**GIVEN REQUEST**
Please count the lines in the listing below that contain the string "bank", and reply with that number alone.

-- BEGIN SUPPLIED DATA --

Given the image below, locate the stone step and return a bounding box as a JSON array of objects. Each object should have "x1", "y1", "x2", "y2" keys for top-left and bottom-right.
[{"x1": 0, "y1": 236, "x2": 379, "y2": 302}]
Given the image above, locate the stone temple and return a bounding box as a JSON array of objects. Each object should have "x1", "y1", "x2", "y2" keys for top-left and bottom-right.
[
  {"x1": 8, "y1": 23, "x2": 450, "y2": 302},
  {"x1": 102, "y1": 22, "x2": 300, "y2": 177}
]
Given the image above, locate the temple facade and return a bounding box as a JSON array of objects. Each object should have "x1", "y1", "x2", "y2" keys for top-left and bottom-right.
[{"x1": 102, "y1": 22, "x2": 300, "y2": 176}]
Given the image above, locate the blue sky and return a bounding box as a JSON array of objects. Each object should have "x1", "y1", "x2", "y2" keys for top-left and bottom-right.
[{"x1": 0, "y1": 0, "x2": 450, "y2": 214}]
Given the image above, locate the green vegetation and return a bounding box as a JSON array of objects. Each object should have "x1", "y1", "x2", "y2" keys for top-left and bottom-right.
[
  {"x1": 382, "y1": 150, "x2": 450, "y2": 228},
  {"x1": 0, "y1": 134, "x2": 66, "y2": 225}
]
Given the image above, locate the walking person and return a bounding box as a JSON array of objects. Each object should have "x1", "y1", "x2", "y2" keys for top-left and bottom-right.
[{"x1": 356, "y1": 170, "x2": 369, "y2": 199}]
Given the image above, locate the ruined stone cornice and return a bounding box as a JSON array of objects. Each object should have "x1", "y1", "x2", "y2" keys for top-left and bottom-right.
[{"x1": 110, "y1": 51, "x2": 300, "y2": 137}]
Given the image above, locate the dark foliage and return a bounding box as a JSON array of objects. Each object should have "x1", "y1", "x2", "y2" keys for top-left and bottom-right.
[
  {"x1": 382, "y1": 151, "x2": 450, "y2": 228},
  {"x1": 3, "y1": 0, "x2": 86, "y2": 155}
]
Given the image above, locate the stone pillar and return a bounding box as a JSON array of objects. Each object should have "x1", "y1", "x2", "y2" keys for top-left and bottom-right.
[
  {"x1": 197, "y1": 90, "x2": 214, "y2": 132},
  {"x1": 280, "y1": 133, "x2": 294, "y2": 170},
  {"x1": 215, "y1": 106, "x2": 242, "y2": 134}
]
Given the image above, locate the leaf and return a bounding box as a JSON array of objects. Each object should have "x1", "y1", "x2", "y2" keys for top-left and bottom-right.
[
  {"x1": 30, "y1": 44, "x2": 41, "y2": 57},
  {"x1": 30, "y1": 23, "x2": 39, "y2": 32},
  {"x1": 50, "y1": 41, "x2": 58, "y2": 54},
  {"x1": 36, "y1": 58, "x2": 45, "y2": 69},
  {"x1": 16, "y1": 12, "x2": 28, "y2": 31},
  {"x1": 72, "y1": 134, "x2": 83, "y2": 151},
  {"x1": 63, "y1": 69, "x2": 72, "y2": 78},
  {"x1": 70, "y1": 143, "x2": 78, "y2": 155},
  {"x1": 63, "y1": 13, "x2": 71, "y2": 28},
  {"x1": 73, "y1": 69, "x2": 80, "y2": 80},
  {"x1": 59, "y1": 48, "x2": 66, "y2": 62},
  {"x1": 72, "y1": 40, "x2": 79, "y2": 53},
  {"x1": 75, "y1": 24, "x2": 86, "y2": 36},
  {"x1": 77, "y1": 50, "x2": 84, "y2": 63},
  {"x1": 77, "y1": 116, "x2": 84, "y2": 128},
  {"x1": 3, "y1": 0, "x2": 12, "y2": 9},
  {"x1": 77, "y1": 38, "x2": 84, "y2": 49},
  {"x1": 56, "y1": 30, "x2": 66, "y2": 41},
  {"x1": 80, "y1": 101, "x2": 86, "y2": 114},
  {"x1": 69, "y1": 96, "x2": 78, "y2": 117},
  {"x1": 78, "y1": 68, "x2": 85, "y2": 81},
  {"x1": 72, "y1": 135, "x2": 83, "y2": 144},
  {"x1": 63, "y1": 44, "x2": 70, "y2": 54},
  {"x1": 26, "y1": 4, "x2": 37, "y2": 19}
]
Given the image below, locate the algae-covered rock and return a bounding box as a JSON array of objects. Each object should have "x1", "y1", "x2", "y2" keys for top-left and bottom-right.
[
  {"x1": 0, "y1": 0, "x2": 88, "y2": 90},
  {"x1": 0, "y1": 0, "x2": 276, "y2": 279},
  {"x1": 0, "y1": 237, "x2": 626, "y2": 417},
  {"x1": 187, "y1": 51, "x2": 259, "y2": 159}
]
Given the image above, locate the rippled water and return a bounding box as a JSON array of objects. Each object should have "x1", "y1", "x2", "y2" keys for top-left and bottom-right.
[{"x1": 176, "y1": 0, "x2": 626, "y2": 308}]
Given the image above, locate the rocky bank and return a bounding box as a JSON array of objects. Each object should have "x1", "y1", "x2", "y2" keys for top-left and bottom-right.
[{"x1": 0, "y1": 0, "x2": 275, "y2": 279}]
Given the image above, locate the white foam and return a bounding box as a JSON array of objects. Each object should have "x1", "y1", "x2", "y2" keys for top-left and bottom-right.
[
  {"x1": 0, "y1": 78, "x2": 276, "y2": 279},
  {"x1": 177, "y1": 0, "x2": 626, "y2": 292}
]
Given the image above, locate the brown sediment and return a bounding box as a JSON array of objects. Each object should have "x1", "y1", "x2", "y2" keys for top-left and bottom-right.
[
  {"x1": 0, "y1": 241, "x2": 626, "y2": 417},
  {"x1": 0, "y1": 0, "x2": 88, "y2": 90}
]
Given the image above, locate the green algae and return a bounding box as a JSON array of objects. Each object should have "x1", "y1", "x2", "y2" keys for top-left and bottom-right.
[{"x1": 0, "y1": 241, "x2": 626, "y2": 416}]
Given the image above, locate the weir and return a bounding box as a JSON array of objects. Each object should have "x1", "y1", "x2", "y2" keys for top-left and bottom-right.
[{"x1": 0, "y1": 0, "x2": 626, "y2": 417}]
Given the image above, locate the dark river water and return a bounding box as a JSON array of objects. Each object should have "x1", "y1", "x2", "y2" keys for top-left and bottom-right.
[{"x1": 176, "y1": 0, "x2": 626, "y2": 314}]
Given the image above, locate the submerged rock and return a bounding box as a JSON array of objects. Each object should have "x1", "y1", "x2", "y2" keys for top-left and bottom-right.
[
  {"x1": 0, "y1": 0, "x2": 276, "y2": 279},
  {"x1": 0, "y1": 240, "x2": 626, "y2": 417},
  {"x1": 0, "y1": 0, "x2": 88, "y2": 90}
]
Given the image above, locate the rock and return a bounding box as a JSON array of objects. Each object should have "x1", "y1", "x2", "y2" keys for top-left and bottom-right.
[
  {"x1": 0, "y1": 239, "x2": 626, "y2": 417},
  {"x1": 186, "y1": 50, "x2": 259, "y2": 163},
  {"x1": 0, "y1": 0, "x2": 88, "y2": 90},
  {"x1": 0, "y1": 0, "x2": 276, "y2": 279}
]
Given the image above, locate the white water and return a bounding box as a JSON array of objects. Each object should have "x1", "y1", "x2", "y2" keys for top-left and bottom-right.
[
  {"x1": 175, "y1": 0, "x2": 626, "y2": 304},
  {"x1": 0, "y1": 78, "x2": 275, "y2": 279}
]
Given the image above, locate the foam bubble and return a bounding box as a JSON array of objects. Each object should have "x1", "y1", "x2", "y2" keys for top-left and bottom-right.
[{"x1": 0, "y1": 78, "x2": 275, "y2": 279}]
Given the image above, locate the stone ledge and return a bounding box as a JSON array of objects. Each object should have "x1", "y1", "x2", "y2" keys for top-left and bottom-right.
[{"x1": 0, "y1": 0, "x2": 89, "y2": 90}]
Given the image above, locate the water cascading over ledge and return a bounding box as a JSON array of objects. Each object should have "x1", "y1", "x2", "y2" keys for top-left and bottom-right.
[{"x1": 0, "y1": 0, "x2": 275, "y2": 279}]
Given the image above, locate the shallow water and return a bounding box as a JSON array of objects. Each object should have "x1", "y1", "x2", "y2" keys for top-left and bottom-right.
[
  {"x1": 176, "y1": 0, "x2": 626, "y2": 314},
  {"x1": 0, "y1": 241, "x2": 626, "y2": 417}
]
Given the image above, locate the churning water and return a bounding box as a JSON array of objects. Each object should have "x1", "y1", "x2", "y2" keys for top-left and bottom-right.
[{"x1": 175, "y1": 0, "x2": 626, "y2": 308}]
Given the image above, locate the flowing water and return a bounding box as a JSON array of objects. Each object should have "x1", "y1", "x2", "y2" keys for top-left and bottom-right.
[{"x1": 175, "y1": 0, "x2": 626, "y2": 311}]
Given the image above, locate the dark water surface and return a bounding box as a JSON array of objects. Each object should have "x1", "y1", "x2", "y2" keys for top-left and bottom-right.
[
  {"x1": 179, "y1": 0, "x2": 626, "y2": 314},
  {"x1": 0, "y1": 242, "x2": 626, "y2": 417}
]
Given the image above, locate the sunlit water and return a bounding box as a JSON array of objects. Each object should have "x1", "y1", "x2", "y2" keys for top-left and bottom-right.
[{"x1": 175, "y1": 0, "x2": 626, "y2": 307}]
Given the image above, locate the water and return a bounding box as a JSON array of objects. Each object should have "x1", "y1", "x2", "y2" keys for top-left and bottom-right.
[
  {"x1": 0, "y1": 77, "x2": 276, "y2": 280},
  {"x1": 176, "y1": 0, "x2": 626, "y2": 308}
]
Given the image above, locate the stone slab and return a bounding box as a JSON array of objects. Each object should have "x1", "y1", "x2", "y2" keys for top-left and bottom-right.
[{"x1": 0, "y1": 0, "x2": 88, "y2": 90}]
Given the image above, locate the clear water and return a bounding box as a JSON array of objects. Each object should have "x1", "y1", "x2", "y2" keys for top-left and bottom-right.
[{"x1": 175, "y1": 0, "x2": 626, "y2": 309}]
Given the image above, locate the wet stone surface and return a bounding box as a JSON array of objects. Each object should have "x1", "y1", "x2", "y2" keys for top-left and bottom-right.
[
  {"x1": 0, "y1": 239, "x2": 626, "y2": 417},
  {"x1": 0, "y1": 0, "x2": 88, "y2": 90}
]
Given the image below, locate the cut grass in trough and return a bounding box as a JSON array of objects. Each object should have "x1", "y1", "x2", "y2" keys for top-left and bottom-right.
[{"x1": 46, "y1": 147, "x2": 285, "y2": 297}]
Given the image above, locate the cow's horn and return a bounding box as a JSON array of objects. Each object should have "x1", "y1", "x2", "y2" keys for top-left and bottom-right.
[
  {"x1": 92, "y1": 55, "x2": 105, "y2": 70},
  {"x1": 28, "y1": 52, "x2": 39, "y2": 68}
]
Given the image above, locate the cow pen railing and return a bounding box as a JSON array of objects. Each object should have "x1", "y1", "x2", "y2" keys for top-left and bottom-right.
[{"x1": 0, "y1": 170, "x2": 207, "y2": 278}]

-- END SUPPLIED DATA --

**SOLUTION TO THIS PROBLEM**
1